START SOURCE DOCUMENT
At the next time you can get judgments, have those documents
be judged and you can get tighter bounds.
Ellen
Hi Ellen and Tony, I don’t know of any published case studies either. The method was used for the TREC Million Query track, which published three overview papers:
(Accidentally submitted my previous comment early, trying again)
Hi Ellen and Tony, I don’t know of any published case studies either. But the method was used for the TREC Million Query track, which published three overview papers:
Click to access 1MQ.OVERVIEW16.pdf
Click to access MQ.OVERVIEW.pdf
Click to access MQ09OVERVIEW.pdf
Evangelos Kanoulas, Emine Yilmaz, and I also gave a tutorial at SIGIR 2010 on this topic; you can find the slides here:
http://ir.cis.udel.edu/SIGIR10tutorial/
BTW, I agree with everything Ellen said above… just providing a few more links in case they prove useful 🙂
Hi Ellen – thanks again for stopping by. This is really useful. If you do hear of any case studies, please let me know. In the meantime, let me pick up a few points:
“But would you be doing the comparison in the operational context?”
I’m a little unsure what you mean by operational context here – in principle what we’d envisaged doing is creating a baseline set of rels that the SMEs judge offline. But even then there’s a lot of practical details to be worked out, e.g.
* the choice of presentation medium (Excel?)
* the way the judgements are framed (e.g. “which of the following would you expect to be returned for <query?)
* the degree of context we provide around each topic / info need (nothing? Or at the other extreme, a subjective mini-scenario?)
* whether to randomise the order? (probably)
* the nature of the rels (binary vs. 3-way, etc.?)
and so on.
"You have current version of operational system plus some variant(s) that you want to compare to this version. "
Actually in our case we have just one variant that we want to baseline (at the outset). Other variants can and will of course come along … but we don't have a 'backlog' of those as such. Instead, we would hope that the insight we get from the initial benchmarking exercise (plus other, more user-centred inputs) would give us the insight we need to actually conceive and develop those other variants, which we can then evaluate, with the ultimate goal of course of continually improving the service.
END SOURCE DOCUMENT
START GIVEN RECORDS
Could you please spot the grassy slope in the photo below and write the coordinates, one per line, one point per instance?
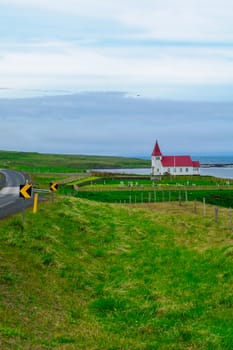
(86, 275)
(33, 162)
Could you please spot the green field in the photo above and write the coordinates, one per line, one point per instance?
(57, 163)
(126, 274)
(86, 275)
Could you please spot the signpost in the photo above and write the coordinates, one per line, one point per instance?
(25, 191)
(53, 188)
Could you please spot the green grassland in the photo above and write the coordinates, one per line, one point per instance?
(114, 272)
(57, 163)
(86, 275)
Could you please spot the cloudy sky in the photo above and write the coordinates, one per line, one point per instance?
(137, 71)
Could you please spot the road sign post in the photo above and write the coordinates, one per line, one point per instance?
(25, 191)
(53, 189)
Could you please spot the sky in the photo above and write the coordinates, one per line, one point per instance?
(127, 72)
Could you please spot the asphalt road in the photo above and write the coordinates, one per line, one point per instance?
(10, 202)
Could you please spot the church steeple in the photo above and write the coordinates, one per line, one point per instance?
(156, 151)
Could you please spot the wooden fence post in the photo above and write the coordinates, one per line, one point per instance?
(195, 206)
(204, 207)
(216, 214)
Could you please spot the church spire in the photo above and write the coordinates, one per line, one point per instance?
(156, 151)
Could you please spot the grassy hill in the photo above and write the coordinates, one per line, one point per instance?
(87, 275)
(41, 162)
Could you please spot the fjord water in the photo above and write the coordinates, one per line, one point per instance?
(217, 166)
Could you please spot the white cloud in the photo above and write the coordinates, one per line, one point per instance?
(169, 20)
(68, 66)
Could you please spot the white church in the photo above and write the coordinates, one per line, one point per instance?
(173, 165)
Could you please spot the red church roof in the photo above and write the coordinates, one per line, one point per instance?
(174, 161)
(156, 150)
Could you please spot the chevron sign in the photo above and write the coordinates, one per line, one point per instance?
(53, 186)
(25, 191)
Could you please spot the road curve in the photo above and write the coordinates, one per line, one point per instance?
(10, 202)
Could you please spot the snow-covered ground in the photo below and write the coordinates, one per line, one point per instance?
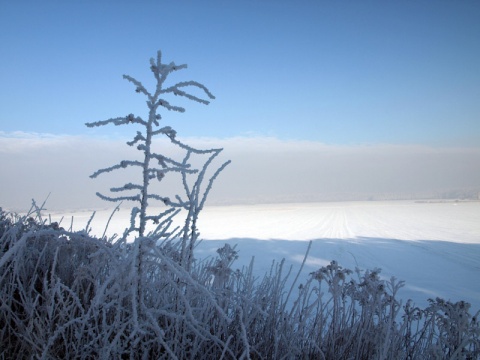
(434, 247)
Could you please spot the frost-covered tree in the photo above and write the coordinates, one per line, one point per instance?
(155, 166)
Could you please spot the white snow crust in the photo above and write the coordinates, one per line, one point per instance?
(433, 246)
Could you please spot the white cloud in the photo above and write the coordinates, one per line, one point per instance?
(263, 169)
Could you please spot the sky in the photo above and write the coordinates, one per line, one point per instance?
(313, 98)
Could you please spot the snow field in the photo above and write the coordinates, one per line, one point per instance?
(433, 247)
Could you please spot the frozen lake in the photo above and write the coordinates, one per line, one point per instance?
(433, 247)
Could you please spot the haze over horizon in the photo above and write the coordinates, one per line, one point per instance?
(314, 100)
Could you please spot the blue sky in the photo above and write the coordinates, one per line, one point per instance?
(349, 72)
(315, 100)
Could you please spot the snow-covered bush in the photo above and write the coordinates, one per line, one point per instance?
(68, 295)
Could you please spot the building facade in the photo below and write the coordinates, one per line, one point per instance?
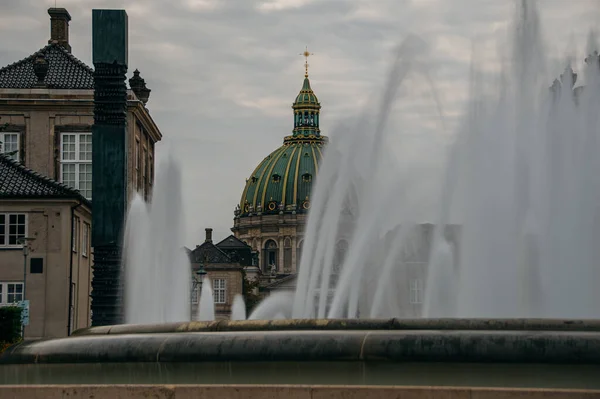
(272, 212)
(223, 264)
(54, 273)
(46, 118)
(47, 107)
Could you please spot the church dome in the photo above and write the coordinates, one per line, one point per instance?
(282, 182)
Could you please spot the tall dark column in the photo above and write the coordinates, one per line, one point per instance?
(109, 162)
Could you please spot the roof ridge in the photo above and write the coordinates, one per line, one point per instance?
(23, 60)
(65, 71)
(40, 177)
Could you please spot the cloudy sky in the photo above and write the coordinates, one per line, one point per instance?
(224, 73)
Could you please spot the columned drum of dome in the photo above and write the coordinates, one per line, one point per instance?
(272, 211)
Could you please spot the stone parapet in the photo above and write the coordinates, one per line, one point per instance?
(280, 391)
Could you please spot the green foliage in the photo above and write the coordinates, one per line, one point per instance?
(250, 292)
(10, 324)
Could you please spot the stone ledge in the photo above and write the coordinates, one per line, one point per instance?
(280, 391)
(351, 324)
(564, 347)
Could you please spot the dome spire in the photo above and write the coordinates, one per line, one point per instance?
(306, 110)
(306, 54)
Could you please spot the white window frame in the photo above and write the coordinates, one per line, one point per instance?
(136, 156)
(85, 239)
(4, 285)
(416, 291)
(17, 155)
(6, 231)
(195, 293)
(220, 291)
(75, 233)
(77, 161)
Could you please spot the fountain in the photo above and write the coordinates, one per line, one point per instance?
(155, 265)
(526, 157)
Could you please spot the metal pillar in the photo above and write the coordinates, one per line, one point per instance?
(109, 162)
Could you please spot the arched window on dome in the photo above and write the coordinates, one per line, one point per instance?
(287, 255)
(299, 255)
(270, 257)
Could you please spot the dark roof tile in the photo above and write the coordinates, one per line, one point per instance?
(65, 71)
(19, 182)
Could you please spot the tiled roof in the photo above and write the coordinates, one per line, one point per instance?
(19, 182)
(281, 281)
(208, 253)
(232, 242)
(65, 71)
END GIVEN RECORDS
EXERCISE REQUIREMENTS:
1. In the thread, at which conference did the tutorial on this topic take place?
2. From the thread, list every practical detail named as still needing to be worked out for the offline judging by the SMEs.

RESULTS:
1. SIGIR 2010

2.
- The choice of presentation medium (Excel?)
- The way the judgements are framed
- The degree of context provided around each topic or info need
- Whether to randomise the order
- The nature of the rels (binary vs. 3-way, etc.)